Repeat every one of the items below word for word, keeping them all in their original order.

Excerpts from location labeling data
%%

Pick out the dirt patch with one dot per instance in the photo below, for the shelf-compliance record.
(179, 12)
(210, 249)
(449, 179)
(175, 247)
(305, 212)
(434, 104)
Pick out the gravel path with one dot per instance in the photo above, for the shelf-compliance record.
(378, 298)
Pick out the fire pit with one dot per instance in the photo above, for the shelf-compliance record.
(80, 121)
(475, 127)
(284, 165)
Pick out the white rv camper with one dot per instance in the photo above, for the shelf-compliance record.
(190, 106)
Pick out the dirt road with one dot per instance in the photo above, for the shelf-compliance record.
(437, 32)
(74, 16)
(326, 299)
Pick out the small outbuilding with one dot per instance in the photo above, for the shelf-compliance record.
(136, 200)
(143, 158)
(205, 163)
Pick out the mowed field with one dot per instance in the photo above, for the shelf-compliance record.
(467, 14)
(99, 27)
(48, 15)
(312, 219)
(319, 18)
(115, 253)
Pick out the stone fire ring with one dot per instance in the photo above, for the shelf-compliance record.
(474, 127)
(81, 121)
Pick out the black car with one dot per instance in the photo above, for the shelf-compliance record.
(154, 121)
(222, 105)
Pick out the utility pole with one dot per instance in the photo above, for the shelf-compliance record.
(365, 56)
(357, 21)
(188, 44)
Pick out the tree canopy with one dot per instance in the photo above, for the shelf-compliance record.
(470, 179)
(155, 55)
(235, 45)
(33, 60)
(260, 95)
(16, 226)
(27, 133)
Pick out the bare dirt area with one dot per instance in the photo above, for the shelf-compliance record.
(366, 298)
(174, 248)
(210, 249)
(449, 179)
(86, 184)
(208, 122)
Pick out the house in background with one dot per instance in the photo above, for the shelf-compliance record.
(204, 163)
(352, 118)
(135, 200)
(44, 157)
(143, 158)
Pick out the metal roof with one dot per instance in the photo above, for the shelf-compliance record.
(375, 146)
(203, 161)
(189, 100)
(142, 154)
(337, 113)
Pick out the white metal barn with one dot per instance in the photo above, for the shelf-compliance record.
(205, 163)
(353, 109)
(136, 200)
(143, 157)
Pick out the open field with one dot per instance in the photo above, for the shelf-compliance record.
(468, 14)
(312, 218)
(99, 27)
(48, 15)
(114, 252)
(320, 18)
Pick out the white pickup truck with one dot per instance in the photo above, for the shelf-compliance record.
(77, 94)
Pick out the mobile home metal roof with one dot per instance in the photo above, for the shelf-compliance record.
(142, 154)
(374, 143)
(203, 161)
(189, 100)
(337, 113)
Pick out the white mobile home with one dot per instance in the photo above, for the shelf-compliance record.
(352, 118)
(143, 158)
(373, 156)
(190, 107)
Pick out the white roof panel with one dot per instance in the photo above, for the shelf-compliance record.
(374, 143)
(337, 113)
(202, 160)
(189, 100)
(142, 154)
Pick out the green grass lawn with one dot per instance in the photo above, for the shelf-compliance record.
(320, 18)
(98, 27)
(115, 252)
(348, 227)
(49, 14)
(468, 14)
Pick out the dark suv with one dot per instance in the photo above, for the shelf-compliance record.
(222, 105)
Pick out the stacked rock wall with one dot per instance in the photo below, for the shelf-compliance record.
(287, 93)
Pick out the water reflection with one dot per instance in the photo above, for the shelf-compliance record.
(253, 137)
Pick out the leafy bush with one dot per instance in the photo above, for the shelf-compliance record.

%%

Reply
Pick out the dirt patch with one dot per instance in the photo below, for the shelf-compliance record.
(179, 12)
(210, 249)
(449, 179)
(175, 247)
(305, 212)
(434, 104)
Pick out the gravel path with one dot per instance in the photo above, for the shelf-compliance record.
(378, 298)
Pick out the fire pit with one dot per instance in the photo above, for the shelf-compliance record.
(80, 121)
(475, 127)
(284, 165)
Pick out the white rv camper with one dot per instance in the photo above, for the shelf-compliance record.
(190, 106)
Pick out the dirt road with one dot per instance in the photo above, for the shelf-compliance record.
(437, 32)
(74, 16)
(326, 299)
Pick out the small outbuilding with one dot per instance in the photo above, for the shelf-compliance record.
(136, 200)
(143, 158)
(205, 163)
Pick out the mowed field with one dot per instance in the photo above, for the shelf-compliance record.
(467, 14)
(99, 27)
(48, 15)
(312, 219)
(319, 18)
(115, 253)
Pick out the stone fire ring with one dot per instance in the photo above, for the shelf-compliance record.
(474, 127)
(81, 121)
Pick out the black car with one dot per instance in the photo above, for the shelf-compliance record.
(154, 121)
(222, 105)
Pick out the utility pole with one dot per instance in the photo above, for the shelf-compliance record.
(365, 56)
(357, 21)
(188, 44)
Pick out the tree canopy with one dot per instance in the photo above, for the shelf-compliance record.
(470, 179)
(155, 55)
(235, 45)
(33, 60)
(260, 95)
(16, 226)
(27, 133)
Pick out the bare dirt area with one dot per instance in the photo above, for the shelf-compliance record.
(366, 298)
(174, 248)
(210, 249)
(449, 179)
(86, 184)
(208, 122)
Pick out the house in background with one dot per instance in the photo above, for the shelf-compliance record.
(204, 163)
(352, 118)
(135, 200)
(44, 157)
(143, 158)
Pick out the metal roof with one dot per instance in the photo above, for the shelf-compliance record.
(375, 146)
(203, 161)
(189, 100)
(142, 154)
(337, 113)
Pick out the white metal barn with one dot per instance in the photo above, for the shelf-compliance record.
(205, 163)
(353, 109)
(136, 200)
(143, 157)
Pick out the open field with one dot per instance in the photo above, for the shelf-compliance record.
(468, 14)
(312, 218)
(99, 27)
(48, 15)
(114, 252)
(320, 18)
Pick out the white pickup truck with one dot per instance in the photo above, for the shelf-compliance record.
(77, 94)
Pick out the mobile home metal roof with one dot per instance in the photo above, for the shelf-compliance record.
(142, 154)
(374, 143)
(203, 161)
(189, 100)
(337, 113)
Pick out the white mobile home with one dot per instance in the photo above, for the shelf-compliance record.
(352, 118)
(143, 158)
(373, 156)
(190, 107)
Pick out the white roof panel with one dot per instance in the photo above, for the shelf-compliance record.
(374, 143)
(337, 113)
(202, 160)
(189, 100)
(142, 154)
Pick out the green grass lawn with one dot per instance in the photo above, for the shelf-compliance record.
(320, 18)
(98, 27)
(115, 252)
(348, 227)
(49, 14)
(468, 14)
Pick out the dark suv with one dot per instance in the photo above, for the shelf-compliance record.
(222, 105)
Pick out the stacked rock wall with one dot per instance in the photo below, for the shelf-compliance record.
(287, 93)
Pick out the water reflection with one dot per instance in the photo above, for the shelf-compliance record.
(253, 137)
Pick out the leafy bush with one dot per instance in the photo above, for the shelf-compliance record.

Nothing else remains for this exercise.